• [To-do list]:
(a) Transcribe the stretch of the Pontiac forum thread from "Jim Waldron, the" through "start manufacturing Pontiacs.".
(b) In the Pontiac forum thread, on which station did Jim Waldron announce his offer to buy the brand?
(c) Resume the forum thread about the Pontiac dealer's offer to buy the brand from where it stops.

• [Passage given]:
# Pontiac Dealer Wants to Buy Brand, GM Not Interested



## Administrator (Mar 14, 2008)

Jim Waldron, the owner of a Pontiac dealership in Michigan has revealed that he and a group of investors submitted an offer to buy the scheduled-for-termination Pontiac brand from GM. Waldron made the announcement on ABC's local WJRT station and said that he expects to hear back from the company this week.

GM representatives, including Communications VP Tom Pyden, have said that the brand is not for sale and that as a part of the company's new Viability Plan submitted to the U.S. government, Pontiac must be phased-out.

Waldron said that it is possible the communications team does not know of the offer.

As the terms of the offer (and, therefore, the price) are private, it is not clear if the offer is reasonable one. Waldron did say that if the offer is accepted his team would look into purchasing vacant plants and hiring a workforce to start manufacturing Pontiacs.

More: *Pontiac Dealer Wants to Buy Brand, GM Not Interested* on AutoGuide.com


----------



## UdnUdnGTO (Jan 30, 2006)

Interesting! In light of some of the reports on the "strong arm" tactics used by members of the administration with investors at Chrysler, I wonder if the muscle car genre may have been something the government did not want and may have force GM as a part of reorganization. It will be interesting how the Camero does in the future.


----------



## GTO JUDGE (May 14, 2005)

Now is Jim Wangers chance to own the company he helped make.


----------



## Too Many Projects (Nov 15, 2008)

Umm....wouldn't selling the brand for income make more sense than just phasing it out with NO income ?? What the hell is GM thinking ?? Do they harbor hopes to resurrect it some day or just have their greedy sights on licensing reproduction parts for a fee ? The whole corporation seems to be so screwed up that they keep losing more of my respect and hope all the time.
I was actually surprised when they finally started production of the new Camaro. They screwed with the public for so many years that I didn't really expect them to build it. If, as some people speculate, the government dictates what cars survive, the performance models of the Camaro will come to a screeching halt.


----------



## GTO JUDGE (May 14, 2005)

Keep in mind the FEDs are running GM. GM don't dare make a move without permission from the car czar. Heads will roll.

I agree with the Camaro release, GM blew their wad in advertising on this car. The car debuting now seems poorly planned even though GM didn't know back then they would be in dire straights for their unveiling at this time. Had they built this car last year, or even the year before instead of fore playing everyone they may have seen a nicer return. I don't see this car going past this year, (IF the Feds have anything to do with it, and they DO.) 

The Challenger at least enjoyed some pomp and circumstance before Chrysler's dilemma. Camaro will be released and killed all at the same time? We shall see.


----------



## raspantienator (Nov 20, 2007)

• [Listed entries]:
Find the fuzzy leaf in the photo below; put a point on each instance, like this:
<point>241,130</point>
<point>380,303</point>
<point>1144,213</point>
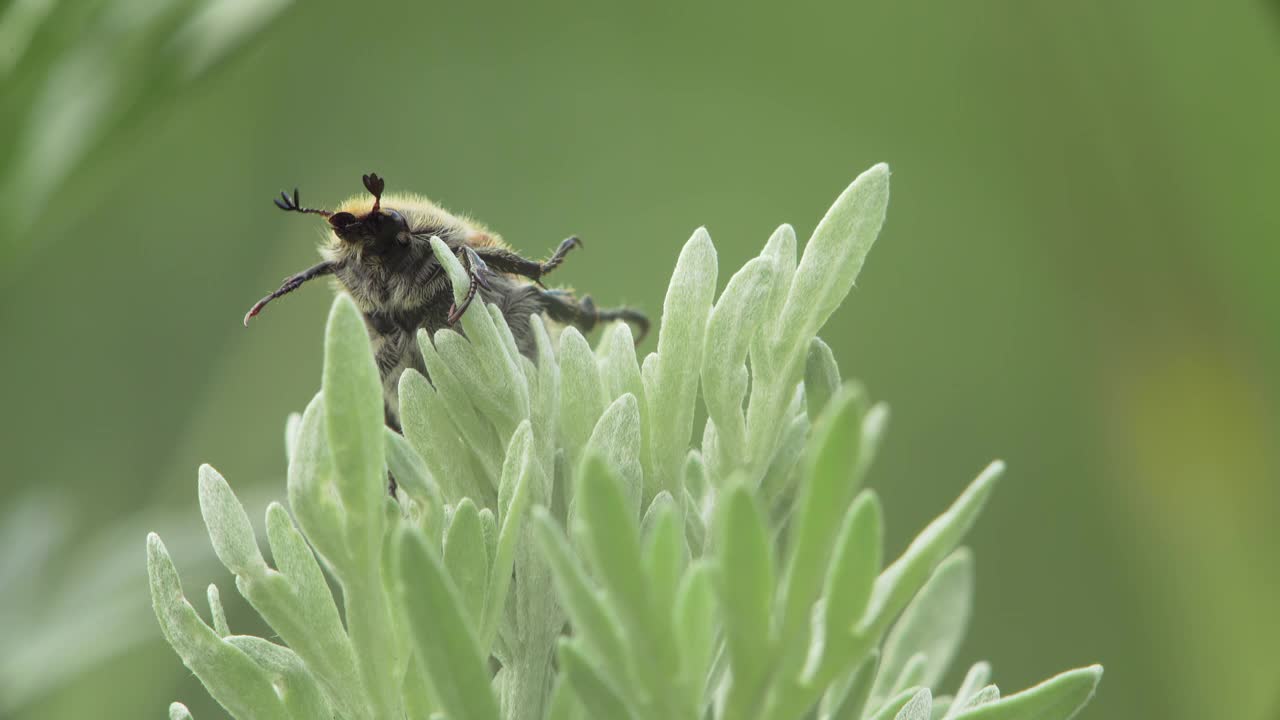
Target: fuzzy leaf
<point>597,695</point>
<point>932,624</point>
<point>854,568</point>
<point>851,698</point>
<point>581,395</point>
<point>919,707</point>
<point>821,377</point>
<point>616,438</point>
<point>671,384</point>
<point>236,682</point>
<point>1057,698</point>
<point>833,256</point>
<point>594,621</point>
<point>466,559</point>
<point>900,580</point>
<point>442,633</point>
<point>216,613</point>
<point>353,418</point>
<point>832,459</point>
<point>973,682</point>
<point>228,525</point>
<point>746,589</point>
<point>513,502</point>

• [Task answers]:
(a)
Jim Waldron, the owner of a Pontiac dealership in Michigan has revealed that he and a group of investors submitted an offer to buy the scheduled-for-termination Pontiac brand from GM. Waldron made the announcement on ABC's local WJRT station and said that he expects to hear back from the company this week.

GM representatives, including Communications VP Tom Pyden, have said that the brand is not for sale and that as a part of the company's new Viability Plan submitted to the U.S. government, Pontiac must be phased-out.

Waldron said that it is possible the communications team does not know of the offer.

As the terms of the offer (and, therefore, the price) are private, it is not clear if the offer is reasonable one. Waldron did say that if the offer is accepted his team would look into purchasing vacant plants and hiring a workforce to start manufacturing Pontiacs.

(b) ABC's local WJRT station.

(c)
Saturn dealers were offered the chance to buy. This was a no turn aroundf decision regardless how logical the offer is.


----------



## ppurfield001 (Jan 21, 2008)

GTO JUDGE said:


> Keep in mind the FEDs are running GM. GM don't dare make a move without permission from the car czar. Heads will roll.
> 
> I agree with the Camaro release, GM blew their wad in advertising on this car. The car debuting now seems poorly planned even though GM didn't know back then they would be in dire straights for their unveiling at this time. Had they built this car last year, or even the year before instead of fore playing everyone they may have seen a nicer return. I don't see this car going past this year, (IF the Feds have anything to do with it, and they DO.)
> 
> The Challenger at least enjoyed some pomp and circumstance before Chrysler's dilemma. Camaro will be released and killed all at the same time? We shall see.



OK, guys, here's the solution. If someone makes a viable offer for the Pontiac brand, and that is no small commitment when it comes to mass-producing automobiles, I'm up for a few shares. How about you guys? It's better than having Obama and his crew decide which kind of cars we can buy or that we have to all ride around in Prius-type cars. I know GM probably blew it, but this is an American icon. If we don't do something, we'll end up buying cars from China. Regards, Paul.


----------



## REX (Jan 21, 2009)

ppurfield001 said:


> OK, guys, here's the solution. If someone makes a viable offer for the Pontiac brand, and that is no small commitment when it comes to mass-producing automobiles, I'm up for a few shares. How about you guys? It's better than having Obama and his crew decide which kind of cars we can buy or that we have to all ride around in Prius-type cars. I know GM probably blew it, but this is an American icon. If we don't do something, we'll end up buying cars from China. Regards, Paul.


I'm in, and if they will produce a car as nice as the new GTO, I'll buy a car from them too!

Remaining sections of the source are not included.